TASK BRIEF:
Every entry must be repeated exactly. Exclude all pictures.
begin MATERIAL TO PROCESS
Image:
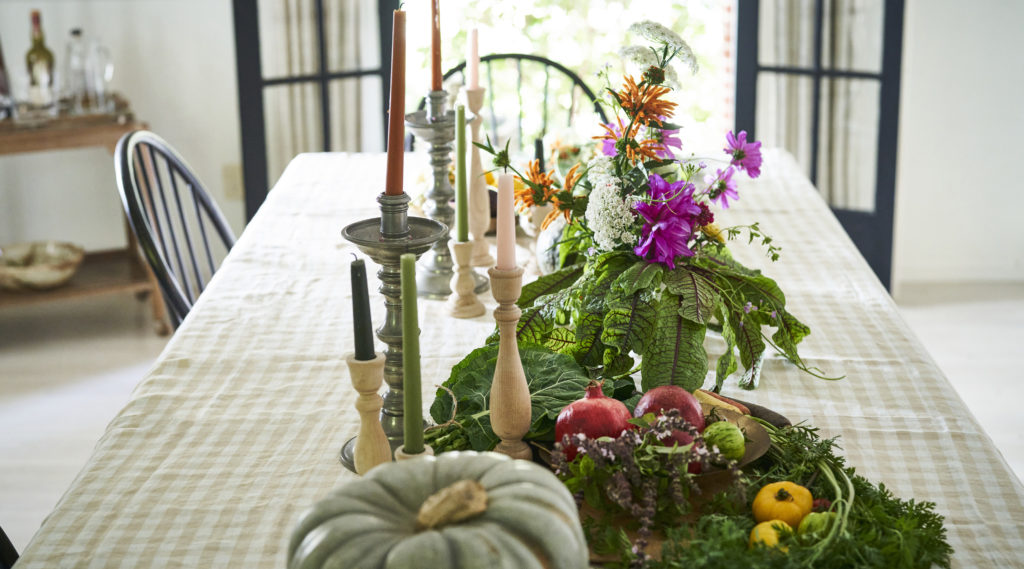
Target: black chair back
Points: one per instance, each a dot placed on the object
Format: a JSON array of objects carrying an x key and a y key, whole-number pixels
[
  {"x": 8, "y": 555},
  {"x": 181, "y": 231},
  {"x": 547, "y": 95}
]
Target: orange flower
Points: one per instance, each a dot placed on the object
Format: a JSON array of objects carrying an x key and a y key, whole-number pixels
[
  {"x": 642, "y": 150},
  {"x": 562, "y": 208},
  {"x": 646, "y": 105},
  {"x": 537, "y": 188}
]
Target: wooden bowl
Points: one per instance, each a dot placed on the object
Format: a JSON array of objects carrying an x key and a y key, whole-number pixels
[{"x": 38, "y": 265}]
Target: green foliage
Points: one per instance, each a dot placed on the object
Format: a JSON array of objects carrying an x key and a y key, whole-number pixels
[
  {"x": 554, "y": 381},
  {"x": 880, "y": 530}
]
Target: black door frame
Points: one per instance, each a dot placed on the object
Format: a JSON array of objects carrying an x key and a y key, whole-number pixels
[
  {"x": 252, "y": 83},
  {"x": 871, "y": 231}
]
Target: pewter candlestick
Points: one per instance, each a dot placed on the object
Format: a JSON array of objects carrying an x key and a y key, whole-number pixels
[
  {"x": 479, "y": 201},
  {"x": 436, "y": 126},
  {"x": 384, "y": 239}
]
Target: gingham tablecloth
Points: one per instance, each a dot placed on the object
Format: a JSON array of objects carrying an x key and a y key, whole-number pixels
[{"x": 237, "y": 429}]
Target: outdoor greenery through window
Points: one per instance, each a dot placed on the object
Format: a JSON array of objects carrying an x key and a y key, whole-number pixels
[{"x": 586, "y": 37}]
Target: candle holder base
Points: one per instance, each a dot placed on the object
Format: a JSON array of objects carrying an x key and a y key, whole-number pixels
[{"x": 400, "y": 454}]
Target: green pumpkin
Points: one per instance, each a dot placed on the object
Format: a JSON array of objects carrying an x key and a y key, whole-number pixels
[{"x": 459, "y": 510}]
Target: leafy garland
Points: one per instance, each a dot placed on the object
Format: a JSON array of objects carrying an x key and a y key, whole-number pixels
[{"x": 872, "y": 528}]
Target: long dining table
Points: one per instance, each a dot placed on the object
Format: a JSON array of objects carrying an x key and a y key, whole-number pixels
[{"x": 237, "y": 428}]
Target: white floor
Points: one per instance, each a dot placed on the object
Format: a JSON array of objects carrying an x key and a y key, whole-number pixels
[{"x": 67, "y": 368}]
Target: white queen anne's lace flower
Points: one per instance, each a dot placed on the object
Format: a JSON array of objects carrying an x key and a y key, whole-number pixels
[
  {"x": 608, "y": 215},
  {"x": 644, "y": 57},
  {"x": 659, "y": 34}
]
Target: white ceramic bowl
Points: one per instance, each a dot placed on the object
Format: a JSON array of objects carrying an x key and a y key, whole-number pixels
[{"x": 38, "y": 265}]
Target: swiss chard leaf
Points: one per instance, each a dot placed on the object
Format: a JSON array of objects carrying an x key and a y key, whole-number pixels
[
  {"x": 549, "y": 283},
  {"x": 676, "y": 354},
  {"x": 696, "y": 290},
  {"x": 554, "y": 381},
  {"x": 629, "y": 322}
]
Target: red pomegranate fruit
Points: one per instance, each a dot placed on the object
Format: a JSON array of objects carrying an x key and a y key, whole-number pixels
[{"x": 594, "y": 416}]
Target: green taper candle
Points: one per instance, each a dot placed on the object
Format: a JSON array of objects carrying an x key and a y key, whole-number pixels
[
  {"x": 461, "y": 197},
  {"x": 411, "y": 358}
]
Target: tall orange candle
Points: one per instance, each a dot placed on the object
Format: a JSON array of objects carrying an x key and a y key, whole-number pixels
[
  {"x": 435, "y": 46},
  {"x": 396, "y": 114}
]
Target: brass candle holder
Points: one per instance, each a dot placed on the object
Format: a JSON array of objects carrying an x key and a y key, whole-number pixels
[
  {"x": 464, "y": 303},
  {"x": 510, "y": 403},
  {"x": 384, "y": 239}
]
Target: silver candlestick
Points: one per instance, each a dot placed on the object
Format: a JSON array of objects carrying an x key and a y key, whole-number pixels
[
  {"x": 436, "y": 126},
  {"x": 385, "y": 239}
]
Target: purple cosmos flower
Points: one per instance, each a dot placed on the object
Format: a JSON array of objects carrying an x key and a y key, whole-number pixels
[
  {"x": 668, "y": 221},
  {"x": 722, "y": 187},
  {"x": 745, "y": 156}
]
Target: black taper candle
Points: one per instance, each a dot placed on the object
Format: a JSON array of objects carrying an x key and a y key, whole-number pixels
[{"x": 361, "y": 320}]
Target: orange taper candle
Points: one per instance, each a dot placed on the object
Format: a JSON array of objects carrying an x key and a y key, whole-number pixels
[
  {"x": 396, "y": 113},
  {"x": 435, "y": 45}
]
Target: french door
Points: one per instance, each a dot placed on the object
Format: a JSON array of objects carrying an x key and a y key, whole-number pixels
[
  {"x": 307, "y": 83},
  {"x": 820, "y": 78}
]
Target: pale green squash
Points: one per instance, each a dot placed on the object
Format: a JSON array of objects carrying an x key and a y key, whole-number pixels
[{"x": 519, "y": 517}]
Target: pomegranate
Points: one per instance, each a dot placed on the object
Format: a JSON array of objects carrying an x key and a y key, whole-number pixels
[
  {"x": 594, "y": 416},
  {"x": 660, "y": 399},
  {"x": 667, "y": 397}
]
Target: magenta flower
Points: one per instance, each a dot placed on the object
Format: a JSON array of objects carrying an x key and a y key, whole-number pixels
[
  {"x": 745, "y": 156},
  {"x": 668, "y": 221},
  {"x": 722, "y": 187}
]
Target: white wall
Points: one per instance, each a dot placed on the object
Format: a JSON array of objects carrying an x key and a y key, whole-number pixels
[
  {"x": 174, "y": 60},
  {"x": 960, "y": 191}
]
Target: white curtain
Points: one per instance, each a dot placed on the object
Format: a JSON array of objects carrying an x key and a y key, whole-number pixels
[
  {"x": 849, "y": 107},
  {"x": 289, "y": 47}
]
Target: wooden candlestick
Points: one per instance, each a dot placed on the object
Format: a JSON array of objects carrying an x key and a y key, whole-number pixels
[
  {"x": 464, "y": 303},
  {"x": 479, "y": 201},
  {"x": 372, "y": 447},
  {"x": 510, "y": 406}
]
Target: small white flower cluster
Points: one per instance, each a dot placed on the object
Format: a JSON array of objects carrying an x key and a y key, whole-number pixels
[
  {"x": 608, "y": 215},
  {"x": 659, "y": 34},
  {"x": 644, "y": 57}
]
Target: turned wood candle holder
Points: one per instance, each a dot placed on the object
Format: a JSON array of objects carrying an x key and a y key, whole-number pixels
[
  {"x": 479, "y": 202},
  {"x": 510, "y": 406},
  {"x": 464, "y": 304},
  {"x": 372, "y": 446}
]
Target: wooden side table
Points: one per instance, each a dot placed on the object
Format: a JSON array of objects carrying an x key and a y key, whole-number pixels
[{"x": 119, "y": 270}]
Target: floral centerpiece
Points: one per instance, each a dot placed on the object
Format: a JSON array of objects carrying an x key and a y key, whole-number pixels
[{"x": 645, "y": 269}]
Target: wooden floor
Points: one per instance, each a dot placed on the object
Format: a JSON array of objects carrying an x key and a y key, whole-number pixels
end MATERIAL TO PROCESS
FINISHED TASK:
Image:
Target: black chair back
Points: one per instance, each a dot placed on the object
Format: a JSON array of objects carrying an x key and a y key, whole-number pixels
[
  {"x": 8, "y": 555},
  {"x": 181, "y": 231},
  {"x": 547, "y": 95}
]
Target: orange flower
Points: one per instance, each a dot placed on the object
Format: a JSON array of objects carrying an x key and a y key, whole-number pixels
[
  {"x": 642, "y": 150},
  {"x": 562, "y": 208},
  {"x": 646, "y": 105},
  {"x": 537, "y": 188}
]
Target: wooden bowl
Points: one per instance, each a dot placed on the object
Format: a JSON array of objects carrying an x key and a y key, whole-number pixels
[{"x": 38, "y": 265}]
Target: green foliage
Points: one per instance, each a dot placed on the object
Format: a JSON array of objects carrying an x key and a y key, whole-number pixels
[
  {"x": 554, "y": 381},
  {"x": 880, "y": 530}
]
Target: black door frame
Points: one per instance, each a dot placed on the object
Format: a JSON array of objects carrying an x key and a y key, whole-number pixels
[
  {"x": 252, "y": 83},
  {"x": 871, "y": 231}
]
Target: pewter candlestick
Points: one per instance, each a dot placed on the object
Format: a JSON array of objects carrying an x key and a y key, whole-number pixels
[
  {"x": 479, "y": 201},
  {"x": 436, "y": 126},
  {"x": 384, "y": 239}
]
Target: gingham tablecloth
Points: one per instance, each a dot placed on the object
Format: a JSON array of objects carrying an x key and a y key, whole-number pixels
[{"x": 237, "y": 429}]
Target: outdoor greenery through window
Points: one per instance, each a dot placed on the object
Format: a JSON array of objects carrying an x key and a y key, whole-number pixels
[{"x": 586, "y": 37}]
Target: candle holder base
Points: one per instance, each a dot placed on the object
Format: a JSON array of objects carrying an x key and a y key, whole-number pixels
[{"x": 400, "y": 454}]
Target: green pumpkin
Points: one per instance, each a dot placed on the object
Format: a JSON array of objects carrying an x key and a y key, whole-number pixels
[{"x": 459, "y": 510}]
Target: leafy garland
Points: one per instance, each a dot placed on the object
Format: a JSON array of objects carrying an x key and a y key, whole-number pixels
[{"x": 872, "y": 528}]
Target: long dining table
Points: one per instance, each a dot placed on the object
Format: a JSON array of objects carrying an x key and a y key, whole-number pixels
[{"x": 237, "y": 428}]
Target: white floor
Points: one per instance, each a dot placed on the object
Format: a JSON array of objects carrying an x key and a y key, whole-number pixels
[{"x": 67, "y": 368}]
Target: white queen anne's lace flower
Points: one per instance, each a dot placed on the object
Format: a JSON array of objects carrying an x key and a y key, whole-number pixels
[
  {"x": 608, "y": 215},
  {"x": 644, "y": 57},
  {"x": 659, "y": 34}
]
Target: white ceramic bowl
Points: one per instance, each a dot placed on the object
Format: a JSON array of objects carrying an x key and a y key, whole-number pixels
[{"x": 38, "y": 265}]
Target: swiss chard leaf
Points: one per instance, each a dot placed on the object
Format: a JSON array of objects carrying an x key and a y key, whole-number pixels
[
  {"x": 549, "y": 283},
  {"x": 676, "y": 354},
  {"x": 696, "y": 290},
  {"x": 554, "y": 381},
  {"x": 629, "y": 322}
]
Target: red pomegranate fruit
Points: one per instance, each a dot placed on the object
Format: a JSON array of objects carrying an x key and a y key, whole-number pixels
[{"x": 594, "y": 416}]
Target: green taper candle
Points: one per instance, each a dot placed on the object
Format: a JSON array of objects carrying an x key and a y key, whole-number pixels
[
  {"x": 461, "y": 197},
  {"x": 411, "y": 358}
]
Target: tall orange candle
Points: one per instance, each a dot placed on the object
Format: a JSON array of objects carrying an x key and a y key, whole-number pixels
[
  {"x": 435, "y": 46},
  {"x": 396, "y": 114}
]
Target: brass candle holder
Points: one per instance, each a dot placed on the object
Format: a JSON array of objects carrying an x key and a y key, whole-number pixels
[
  {"x": 464, "y": 303},
  {"x": 510, "y": 403},
  {"x": 384, "y": 239}
]
Target: silver candlestick
Points: one per instance, each a dot placed on the object
Format: a JSON array of objects carrying an x key and a y key, whole-number pixels
[
  {"x": 436, "y": 126},
  {"x": 385, "y": 239}
]
Target: purple cosmos flower
Points: one per instance, each a dot placed on the object
Format: a JSON array of objects carrying an x key and a y key, whole-number pixels
[
  {"x": 668, "y": 221},
  {"x": 722, "y": 187},
  {"x": 745, "y": 156}
]
Target: black taper candle
Points: one per instance, each a dot placed on the object
Format: a JSON array of objects carrying an x key and a y key, whole-number pixels
[{"x": 361, "y": 320}]
Target: orange taper candle
Points: one per instance, each a dot placed on the object
Format: a JSON array of objects carrying an x key and a y key, whole-number pixels
[
  {"x": 396, "y": 113},
  {"x": 435, "y": 45}
]
Target: french door
Points: one per instance, each a dot placed on the object
Format: a JSON array of objects carrying an x key and a y key, whole-number pixels
[
  {"x": 307, "y": 83},
  {"x": 820, "y": 78}
]
Target: pale green squash
Points: one per instance, each a dot placed on the object
Format: a JSON array of objects carrying an x key and a y key, whole-number pixels
[{"x": 519, "y": 517}]
Target: pomegranate
Points: one per instance, each a dot placed on the object
Format: a JSON array of objects carrying an x key and a y key, whole-number pixels
[
  {"x": 594, "y": 416},
  {"x": 660, "y": 399},
  {"x": 667, "y": 397}
]
Target: magenta flower
Points: one per instance, each a dot placed on the object
Format: a JSON array of objects carrying an x key and a y key, whole-number pixels
[
  {"x": 745, "y": 156},
  {"x": 668, "y": 221},
  {"x": 722, "y": 187}
]
Target: white wall
Points: one per instance, each a dot placed on the object
Format: a JSON array of objects carrying an x key and a y key, whole-number pixels
[
  {"x": 174, "y": 60},
  {"x": 960, "y": 191}
]
Target: white curtain
Points: one per instance, each a dot placed on the object
Format: a JSON array of objects carrying an x key and a y key, whole-number pixels
[
  {"x": 849, "y": 107},
  {"x": 289, "y": 47}
]
Target: wooden candlestick
Points: one per instance, each a dot placed on the object
Format: a JSON array of objects carrying an x key and a y key, whole-number pixels
[
  {"x": 464, "y": 303},
  {"x": 479, "y": 201},
  {"x": 372, "y": 447},
  {"x": 510, "y": 406}
]
Target: small white flower cluster
Points: one per instance, each a dot placed on the object
Format: a JSON array of objects carrying an x key and a y key, whole-number pixels
[
  {"x": 608, "y": 215},
  {"x": 659, "y": 34},
  {"x": 644, "y": 57}
]
Target: turned wood candle holder
Points: one per instance, each a dot placed on the object
Format: a JSON array of objects carrying an x key and a y key, whole-number pixels
[
  {"x": 479, "y": 202},
  {"x": 510, "y": 406},
  {"x": 464, "y": 304},
  {"x": 372, "y": 446}
]
Target: wooden side table
Points: one per instance, each a dot placed on the object
Format: a JSON array of objects carrying an x key and a y key, whole-number pixels
[{"x": 119, "y": 270}]
Target: floral centerpiece
Points: one per instance, each a dot placed on the object
Format: a JSON array of objects carrying an x key and a y key, whole-number pixels
[{"x": 645, "y": 269}]
Target: wooden floor
Points: one per instance, each a dot placed on the object
Format: a JSON array of objects carrying an x key and a y key, whole-number pixels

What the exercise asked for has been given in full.